WHAT THIS TASK INVOLVES:
Select each line of the data below that contains the string "negative".

INPUT:
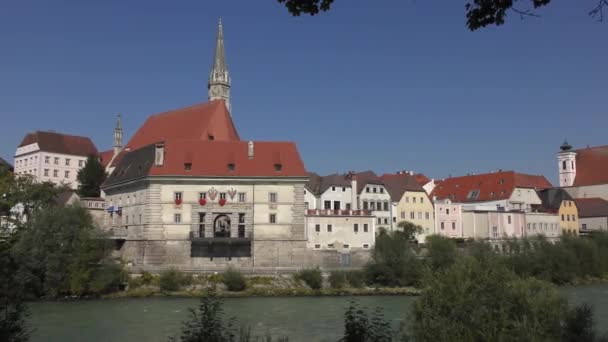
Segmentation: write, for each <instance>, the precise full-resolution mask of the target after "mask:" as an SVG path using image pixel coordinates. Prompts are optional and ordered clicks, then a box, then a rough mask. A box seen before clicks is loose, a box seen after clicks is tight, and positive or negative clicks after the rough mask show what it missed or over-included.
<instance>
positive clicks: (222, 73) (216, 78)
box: [208, 18, 231, 111]
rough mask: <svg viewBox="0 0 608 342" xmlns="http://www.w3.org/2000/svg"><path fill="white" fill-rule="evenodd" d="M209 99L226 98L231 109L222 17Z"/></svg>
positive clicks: (217, 26)
mask: <svg viewBox="0 0 608 342" xmlns="http://www.w3.org/2000/svg"><path fill="white" fill-rule="evenodd" d="M208 89H209V101H213V100H220V99H221V100H224V101H225V102H226V107H227V108H228V111H230V110H231V109H230V75H229V73H228V66H227V65H226V53H225V51H224V28H223V27H222V19H221V18H220V20H219V22H218V26H217V38H216V43H215V58H214V60H213V67H212V68H211V73H210V74H209V84H208Z"/></svg>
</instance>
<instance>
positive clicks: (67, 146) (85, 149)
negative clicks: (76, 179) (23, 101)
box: [19, 131, 97, 156]
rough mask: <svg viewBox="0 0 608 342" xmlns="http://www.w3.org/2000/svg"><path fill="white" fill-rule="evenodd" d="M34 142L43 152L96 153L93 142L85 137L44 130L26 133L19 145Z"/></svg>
mask: <svg viewBox="0 0 608 342" xmlns="http://www.w3.org/2000/svg"><path fill="white" fill-rule="evenodd" d="M34 143H38V147H39V148H40V150H41V151H44V152H53V153H62V154H71V155H76V156H88V155H90V154H97V148H96V147H95V144H93V142H92V141H91V139H89V138H87V137H81V136H76V135H68V134H62V133H57V132H46V131H36V132H33V133H28V134H27V135H26V136H25V138H23V140H22V141H21V144H19V147H22V146H26V145H30V144H34Z"/></svg>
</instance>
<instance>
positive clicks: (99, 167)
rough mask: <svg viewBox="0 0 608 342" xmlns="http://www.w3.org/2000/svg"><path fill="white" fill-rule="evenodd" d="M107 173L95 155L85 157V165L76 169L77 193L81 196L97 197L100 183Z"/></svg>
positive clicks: (107, 174) (104, 177)
mask: <svg viewBox="0 0 608 342" xmlns="http://www.w3.org/2000/svg"><path fill="white" fill-rule="evenodd" d="M107 176H108V174H107V173H106V170H105V169H104V168H103V166H102V165H101V162H99V158H98V157H97V156H95V155H89V156H88V157H87V163H86V165H85V166H84V167H83V168H82V169H80V170H79V171H78V177H77V179H78V182H79V183H80V185H79V186H78V195H80V196H81V197H99V195H100V193H101V190H100V189H101V184H103V182H104V181H105V180H106V177H107Z"/></svg>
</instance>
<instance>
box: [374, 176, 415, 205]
mask: <svg viewBox="0 0 608 342" xmlns="http://www.w3.org/2000/svg"><path fill="white" fill-rule="evenodd" d="M380 178H381V180H382V183H383V184H384V187H385V188H386V190H387V191H388V193H389V194H390V195H391V199H392V201H393V202H399V201H401V197H403V194H404V193H405V192H406V191H421V192H424V189H423V188H422V185H420V183H418V181H417V180H416V176H415V175H414V176H412V175H409V174H407V173H401V174H384V175H382V177H380Z"/></svg>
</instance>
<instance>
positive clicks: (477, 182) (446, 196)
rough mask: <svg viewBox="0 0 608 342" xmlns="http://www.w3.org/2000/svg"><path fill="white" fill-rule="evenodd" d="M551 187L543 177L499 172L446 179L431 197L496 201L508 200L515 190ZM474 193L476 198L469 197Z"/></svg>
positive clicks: (434, 190) (462, 201)
mask: <svg viewBox="0 0 608 342" xmlns="http://www.w3.org/2000/svg"><path fill="white" fill-rule="evenodd" d="M552 187H553V186H552V185H551V183H549V181H548V180H547V179H546V178H545V177H544V176H536V175H528V174H523V173H517V172H514V171H501V172H495V173H484V174H479V175H468V176H461V177H451V178H446V179H444V180H442V181H440V182H438V183H437V186H435V189H433V192H432V193H431V197H432V196H437V198H438V199H446V198H449V199H450V200H452V201H453V202H482V201H496V200H504V199H508V198H510V197H511V193H512V192H513V190H514V189H515V188H532V189H535V190H542V189H549V188H552ZM474 191H477V192H478V193H477V196H471V194H472V193H473V192H474Z"/></svg>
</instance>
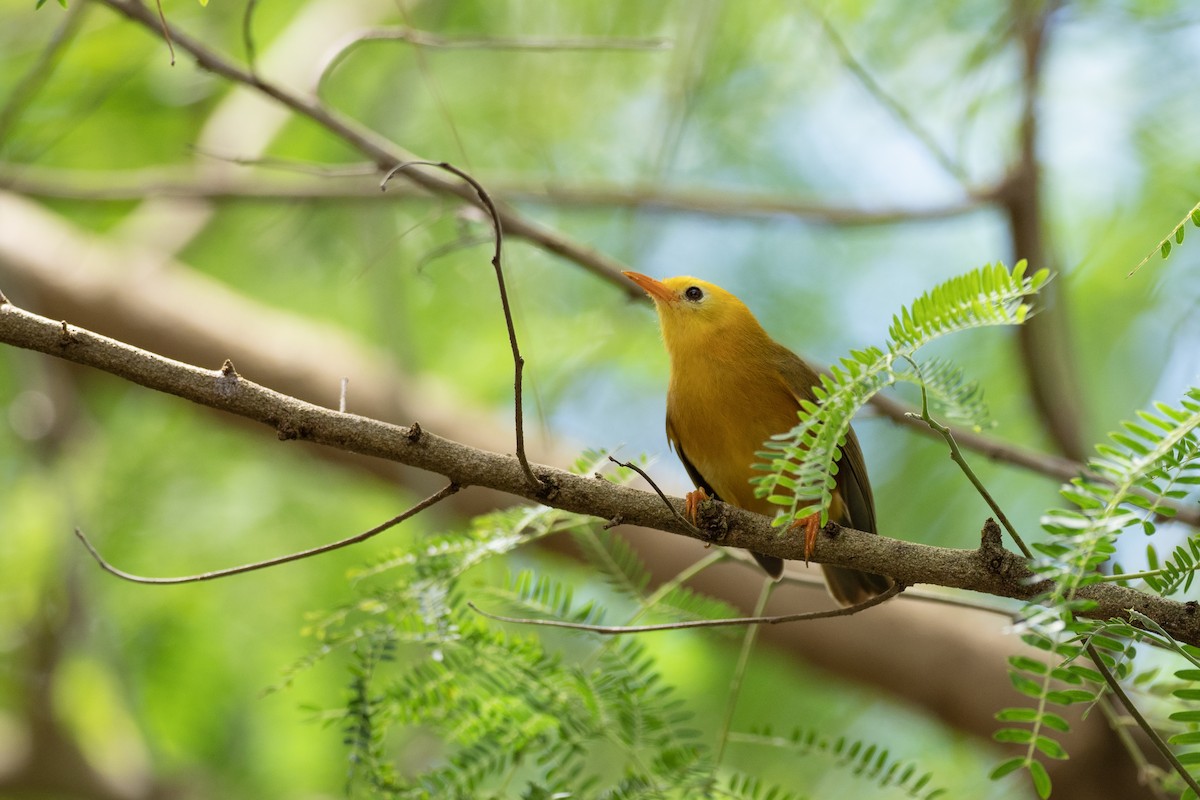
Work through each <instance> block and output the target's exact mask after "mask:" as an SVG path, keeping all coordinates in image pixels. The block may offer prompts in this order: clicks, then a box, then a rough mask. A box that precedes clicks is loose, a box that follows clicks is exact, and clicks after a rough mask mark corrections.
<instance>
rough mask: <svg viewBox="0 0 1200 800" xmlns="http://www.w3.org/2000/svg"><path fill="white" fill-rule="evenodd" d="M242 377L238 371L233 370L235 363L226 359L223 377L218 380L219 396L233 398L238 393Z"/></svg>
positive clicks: (222, 370)
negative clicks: (239, 373) (234, 394)
mask: <svg viewBox="0 0 1200 800" xmlns="http://www.w3.org/2000/svg"><path fill="white" fill-rule="evenodd" d="M240 379H241V377H240V375H239V374H238V371H236V369H234V368H233V361H230V360H229V359H226V362H224V363H223V365H221V377H220V378H217V395H220V396H221V397H233V396H234V393H236V391H238V381H239V380H240Z"/></svg>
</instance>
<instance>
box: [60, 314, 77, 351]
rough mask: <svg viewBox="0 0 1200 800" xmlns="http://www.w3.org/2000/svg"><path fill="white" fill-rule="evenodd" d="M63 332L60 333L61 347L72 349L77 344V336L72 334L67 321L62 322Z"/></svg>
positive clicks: (70, 328) (60, 342)
mask: <svg viewBox="0 0 1200 800" xmlns="http://www.w3.org/2000/svg"><path fill="white" fill-rule="evenodd" d="M61 325H62V332H61V333H59V347H70V345H72V344H74V343H76V341H77V338H76V335H74V333H72V332H71V326H70V325H67V320H65V319H64V320H62V323H61Z"/></svg>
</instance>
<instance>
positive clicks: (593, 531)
mask: <svg viewBox="0 0 1200 800" xmlns="http://www.w3.org/2000/svg"><path fill="white" fill-rule="evenodd" d="M571 535H572V539H575V543H576V545H578V547H580V549H581V551H583V554H584V557H586V558H587V560H588V564H589V565H590V566H593V567H594V569H596V570H598V571H599V572H600V576H601V577H602V578H604V579H605V582H606V583H607V584H608V585H610V587H612V588H613V589H614V590H617V591H618V593H620V594H623V595H625V596H628V597H632V599H635V600H641V599H642V596H643V594H644V590H646V585H647V584H648V583H649V582H650V571H649V570H647V569H646V565H644V564H643V563H642V559H641V557H638V555H637V553H636V552H635V551H634V548H632V547H630V545H629V542H628V541H626V540H625V537H624V536H622V535H619V534H614V533H612V531H611V530H601V529H600V528H599V527H598V525H592V527H587V528H577V529H575V530H574V531H571Z"/></svg>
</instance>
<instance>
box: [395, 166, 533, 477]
mask: <svg viewBox="0 0 1200 800" xmlns="http://www.w3.org/2000/svg"><path fill="white" fill-rule="evenodd" d="M409 167H436V168H438V169H444V170H445V172H448V173H450V174H452V175H456V176H458V178H461V179H462V180H464V181H467V182H468V184H470V187H472V188H473V190H475V193H476V194H478V196H479V201H480V203H481V204H482V205H484V209H485V210H486V211H487V213H488V216H490V217H491V219H492V229H493V231H494V233H496V248H494V249H493V251H492V266H493V267H496V283H497V284H498V285H499V288H500V306H503V308H504V323H505V325H508V329H509V344H510V345H511V348H512V372H514V375H512V404H514V407H515V422H514V427H515V428H516V439H517V461H518V462H521V469H522V471H524V474H526V480H527V481H529V486H533V487H541V486H544V485H542V481H541V479H540V477H538V476H536V475H534V474H533V469H530V468H529V459H528V458H527V457H526V452H524V415H523V413H522V402H521V383H522V381H521V373H522V372H523V371H524V357H523V356H522V355H521V348H520V347H518V345H517V331H516V326H514V324H512V307H511V306H510V305H509V291H508V289H506V288H505V285H504V267H503V266H502V265H500V251H502V249H503V247H504V229H503V225H502V224H500V213H499V211H497V210H496V204H494V203H492V197H491V196H490V194H488V193H487V190H485V188H484V187H482V186H481V185H480V182H479V181H476V180H475V179H474V178H472V176H470V175H469V174H467V173H466V172H463V170H461V169H458V168H457V167H455V166H454V164H451V163H448V162H445V161H409V162H406V163H402V164H396V166H395V167H392V168H391V169H390V170H389V172H388V174H386V175H384V178H383V182H382V184H380V186H379V188H382V190H385V191H386V188H388V181H389V180H391V178H392V175H395V174H396V173H398V172H402V170H404V169H407V168H409Z"/></svg>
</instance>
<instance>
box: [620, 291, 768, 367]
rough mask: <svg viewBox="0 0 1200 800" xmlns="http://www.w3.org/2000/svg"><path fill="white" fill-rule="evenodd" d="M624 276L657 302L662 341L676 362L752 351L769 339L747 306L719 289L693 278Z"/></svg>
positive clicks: (654, 301)
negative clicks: (744, 346)
mask: <svg viewBox="0 0 1200 800" xmlns="http://www.w3.org/2000/svg"><path fill="white" fill-rule="evenodd" d="M624 275H625V277H628V278H629V279H630V281H632V282H634V283H636V284H637V285H638V287H641V288H642V290H643V291H646V294H648V295H649V296H650V300H653V301H654V307H655V308H656V309H658V312H659V325H660V326H661V327H662V339H664V342H665V343H666V345H667V351H668V353H670V354H671V356H672V359H674V357H677V356H679V355H683V354H691V353H696V354H700V353H713V351H715V350H724V349H727V348H740V347H744V345H751V347H752V345H755V344H758V343H760V342H761V341H763V339H767V333H766V331H763V329H762V325H760V324H758V320H757V319H755V315H754V314H752V313H751V312H750V309H749V308H746V306H745V303H744V302H742V301H740V300H738V299H737V297H734V296H733V295H732V294H730V293H728V291H726V290H725V289H722V288H721V287H719V285H714V284H712V283H709V282H708V281H701V279H700V278H694V277H690V276H680V277H674V278H664V279H662V281H655V279H654V278H652V277H648V276H644V275H641V273H640V272H625V273H624Z"/></svg>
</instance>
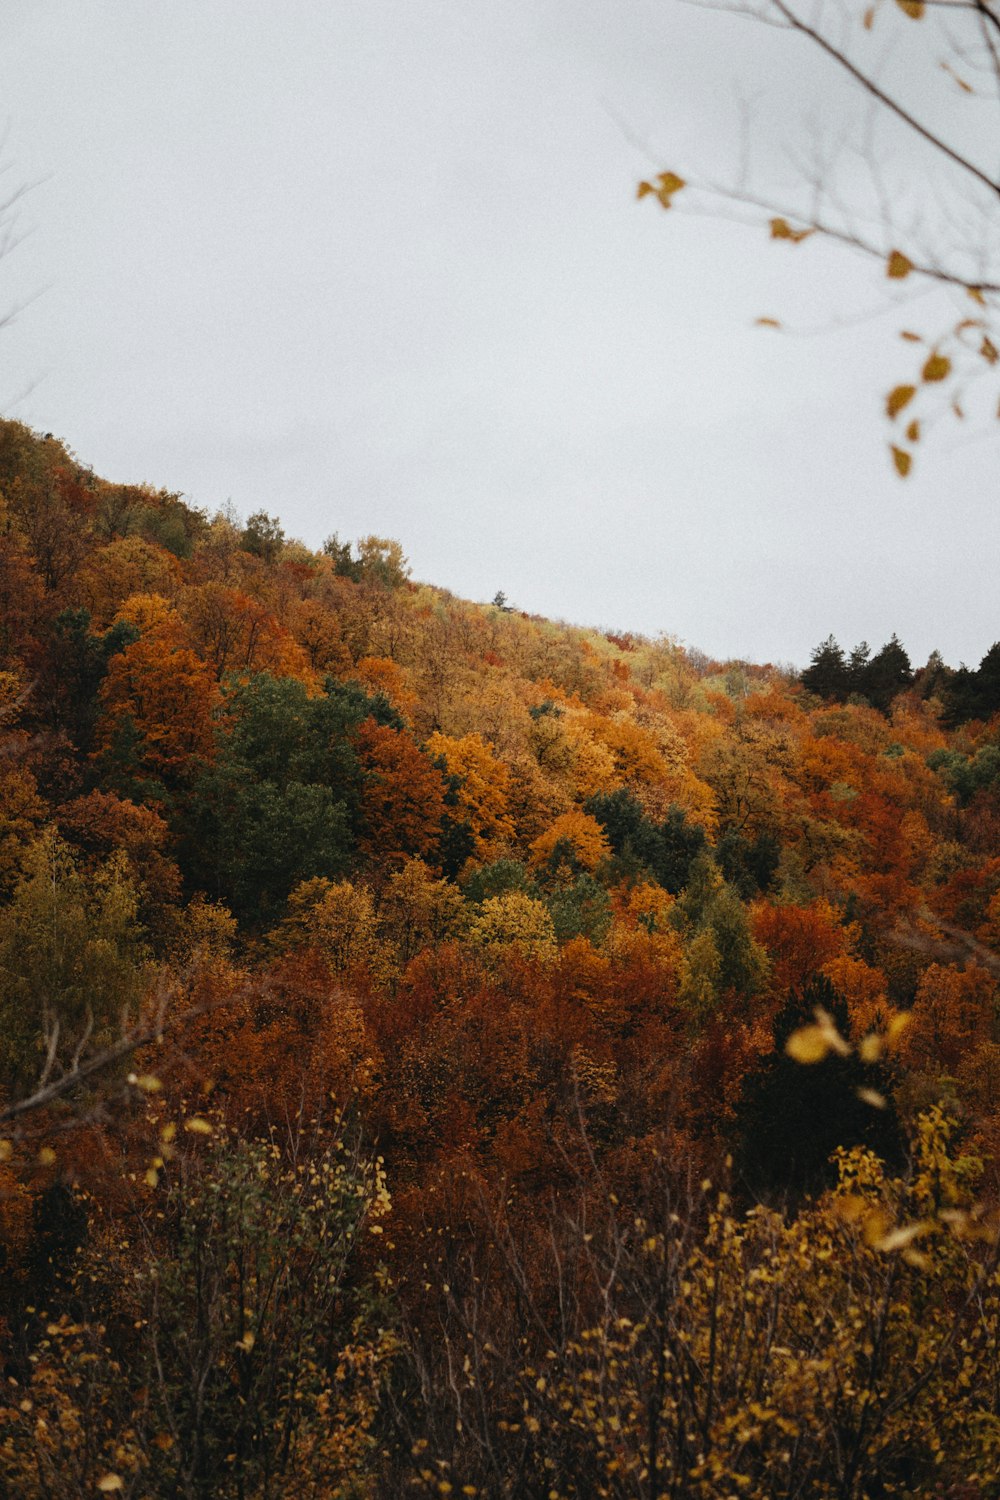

PROBLEM SOLUTION:
Segmentation: write, for each <instance>, the precise full-resolution mask of the target after "mask:" as an SVG path using image pixel coordinates. Prompts are optional and ordered clicks, then a box, then a rough mask. A box seen before clicks is loose, a box seen after clicks is tight, and positive or negative clicks after the rough mask show what it missed or over-included.
negative clicks: (76, 179) (23, 101)
negative clicks: (239, 373) (234, 394)
negative clicks: (744, 346)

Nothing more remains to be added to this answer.